Foxtons’ founder and 100% owner, Jon Hunt, is a man with big ideas.
Last week, he made it known that Foxtons is considering an estimated £400m stock market flotation in order, Hunt says, to expand its US and UK operations.
“We are investing for what we hope will be a glorious future,” he says. “We are mature enough and profitable enough to go public.”
But is the unrebutted figure of £400m realistic? Foxtons’ accounts (see box, p78) certainly don’t support the valuation. Last year, Foxtons made £98,000 profit on a turnover of £82m.
After rumours that the company was in talks to be taken over by Savills for £80m earlier this year, many in the market are asking why Foxtons needs so much more cash for its US expansion or whether its flotation plans are just a handy way for Hunt to get his money out – or even just a big PR stunt.
The upmarket London estate agent has thrived despite being at the centre of a series of scandals. It admitted telling staff to destroy rivals’ “For sale” boards for a short period in 2001 and appeared in the BBC undercover documentary Whistleblower earlier this year, which depicted staff putting forward false offers to sellers, faking documents and allegedly passing on information from the company’s independent mortgage broker arm on how much buyers could afford to pay.
Foxtons issued a statement after the programme, saying “Foxtons has in place a rigorous training process, during which its employees are told repeatedly of their statutory and contractual duties, and the high standards expected of them.” It also said that the Foxtons employees shown in the BBC programme had since left the firm.
But with the announcement that the company has appointed Credit Suisse as adviser on a possible initial public offering, Hunt seems to be keen to show the investing public that Foxtons has turned over a new leaf.
“I think that, in the past, we weren’t as open with a couple of the newspapers as they would have liked,” says a Foxtons spokesman. “Therefore, they were happy to sling as much mud at us as possible.
Foxtons says it plans to use the cash from the float to expand its operations, especially in the US, where it has offices in the tri-state area of New York, New Jersey and Connecticut and plans to open a seventh next year.
However, Foxtons’ US operation is already losing money. Company accounts for last year (see box) show that Foxtons US made a loss of £8m, nearly three times more than it lost the previous year. The company says that it expects its US business to be profit-able “within one to three years”.
US house prices lowest for 35 years
And, with the US Commerce Department revealing that the median price for new homes sold in September fell by the largest amount compared with the previous year in 35 years, to $217,100 – the lowest median house price in two years – is this the best time for Foxtons to expand in the US?

▸ TASKS:
• a. According to the Foxtons article, why does a company spokesman say some newspapers slung mud at Foxtons?
• b. Please duplicate a passage from the Foxtons article, starting at the words "Foxtons’ founder and" and ending after "turnover of £82m.".

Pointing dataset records
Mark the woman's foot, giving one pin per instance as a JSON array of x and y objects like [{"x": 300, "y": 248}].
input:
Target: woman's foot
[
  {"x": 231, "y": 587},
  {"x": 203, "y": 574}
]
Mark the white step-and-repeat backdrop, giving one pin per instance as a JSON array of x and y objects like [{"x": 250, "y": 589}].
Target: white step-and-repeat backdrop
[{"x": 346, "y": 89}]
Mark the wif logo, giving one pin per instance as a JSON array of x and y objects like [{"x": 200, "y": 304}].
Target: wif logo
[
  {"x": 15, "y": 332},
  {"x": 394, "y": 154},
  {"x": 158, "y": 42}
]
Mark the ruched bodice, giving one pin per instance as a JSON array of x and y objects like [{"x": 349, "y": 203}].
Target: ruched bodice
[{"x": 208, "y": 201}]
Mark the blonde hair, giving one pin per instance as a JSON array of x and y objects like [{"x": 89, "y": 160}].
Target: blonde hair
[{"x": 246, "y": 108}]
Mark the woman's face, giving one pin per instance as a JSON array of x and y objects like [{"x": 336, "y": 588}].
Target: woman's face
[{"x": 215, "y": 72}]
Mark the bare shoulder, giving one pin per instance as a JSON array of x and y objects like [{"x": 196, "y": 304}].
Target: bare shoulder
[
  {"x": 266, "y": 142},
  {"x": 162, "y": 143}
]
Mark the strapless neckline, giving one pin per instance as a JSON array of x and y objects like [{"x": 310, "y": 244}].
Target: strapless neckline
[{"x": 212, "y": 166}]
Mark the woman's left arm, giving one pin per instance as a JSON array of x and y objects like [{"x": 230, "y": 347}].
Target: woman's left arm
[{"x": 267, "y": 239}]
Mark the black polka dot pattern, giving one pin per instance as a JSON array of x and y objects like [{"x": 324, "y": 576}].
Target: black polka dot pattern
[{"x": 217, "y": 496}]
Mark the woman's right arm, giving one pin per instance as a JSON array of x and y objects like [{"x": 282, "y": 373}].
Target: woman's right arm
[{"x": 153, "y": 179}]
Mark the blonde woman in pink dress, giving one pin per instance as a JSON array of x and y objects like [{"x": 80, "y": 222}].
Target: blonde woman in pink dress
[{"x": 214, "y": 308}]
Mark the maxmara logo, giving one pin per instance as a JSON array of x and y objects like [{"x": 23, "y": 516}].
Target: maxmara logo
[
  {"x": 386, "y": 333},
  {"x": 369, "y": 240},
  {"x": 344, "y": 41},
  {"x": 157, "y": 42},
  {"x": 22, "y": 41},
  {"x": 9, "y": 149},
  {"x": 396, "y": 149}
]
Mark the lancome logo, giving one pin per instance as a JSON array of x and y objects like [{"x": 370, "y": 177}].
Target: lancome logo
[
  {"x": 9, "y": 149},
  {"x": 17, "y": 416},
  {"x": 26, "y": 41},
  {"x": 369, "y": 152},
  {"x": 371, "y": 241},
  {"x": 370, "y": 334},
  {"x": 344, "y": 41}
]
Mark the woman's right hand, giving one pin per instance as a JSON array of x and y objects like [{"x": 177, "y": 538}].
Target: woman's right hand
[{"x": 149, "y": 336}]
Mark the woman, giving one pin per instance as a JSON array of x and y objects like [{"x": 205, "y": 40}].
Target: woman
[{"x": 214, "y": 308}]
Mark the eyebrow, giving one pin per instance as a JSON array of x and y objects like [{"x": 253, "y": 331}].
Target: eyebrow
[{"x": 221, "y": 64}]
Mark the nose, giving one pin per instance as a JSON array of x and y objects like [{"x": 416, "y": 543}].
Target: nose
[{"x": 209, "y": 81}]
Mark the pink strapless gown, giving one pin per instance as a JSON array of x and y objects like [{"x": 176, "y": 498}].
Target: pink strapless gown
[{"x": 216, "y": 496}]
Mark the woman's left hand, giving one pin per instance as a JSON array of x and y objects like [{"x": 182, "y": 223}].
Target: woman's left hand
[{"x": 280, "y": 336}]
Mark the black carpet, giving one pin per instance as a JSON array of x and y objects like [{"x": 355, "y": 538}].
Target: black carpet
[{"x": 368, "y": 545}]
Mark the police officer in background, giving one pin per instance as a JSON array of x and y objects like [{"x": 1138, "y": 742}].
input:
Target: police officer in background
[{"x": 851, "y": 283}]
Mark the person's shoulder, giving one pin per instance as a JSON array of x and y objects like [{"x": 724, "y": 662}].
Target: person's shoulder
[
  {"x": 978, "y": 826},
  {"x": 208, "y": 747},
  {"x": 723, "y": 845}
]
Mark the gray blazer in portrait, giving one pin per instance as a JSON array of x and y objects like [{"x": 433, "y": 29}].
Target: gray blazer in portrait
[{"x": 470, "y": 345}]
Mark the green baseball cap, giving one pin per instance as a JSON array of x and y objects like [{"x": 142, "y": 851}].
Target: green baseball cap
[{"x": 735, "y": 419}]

▸ SOLUTIONS TO THE EXERCISE:
• a. The spokesman says that in the past Foxtons wasn't as open with a couple of the newspapers as they would have liked. Therefore, they were happy to sling as much mud at the company as possible.

• b.
Foxtons’ founder and 100% owner, Jon Hunt, is a man with big ideas.
Last week, he made it known that Foxtons is considering an estimated £400m stock market flotation in order, Hunt says, to expand its US and UK operations.
“We are investing for what we hope will be a glorious future,” he says. “We are mature enough and profitable enough to go public.”
But is the unrebutted figure of £400m realistic? Foxtons’ accounts (see box, p78) certainly don’t support the valuation. Last year, Foxtons made £98,000 profit on a turnover of £82m.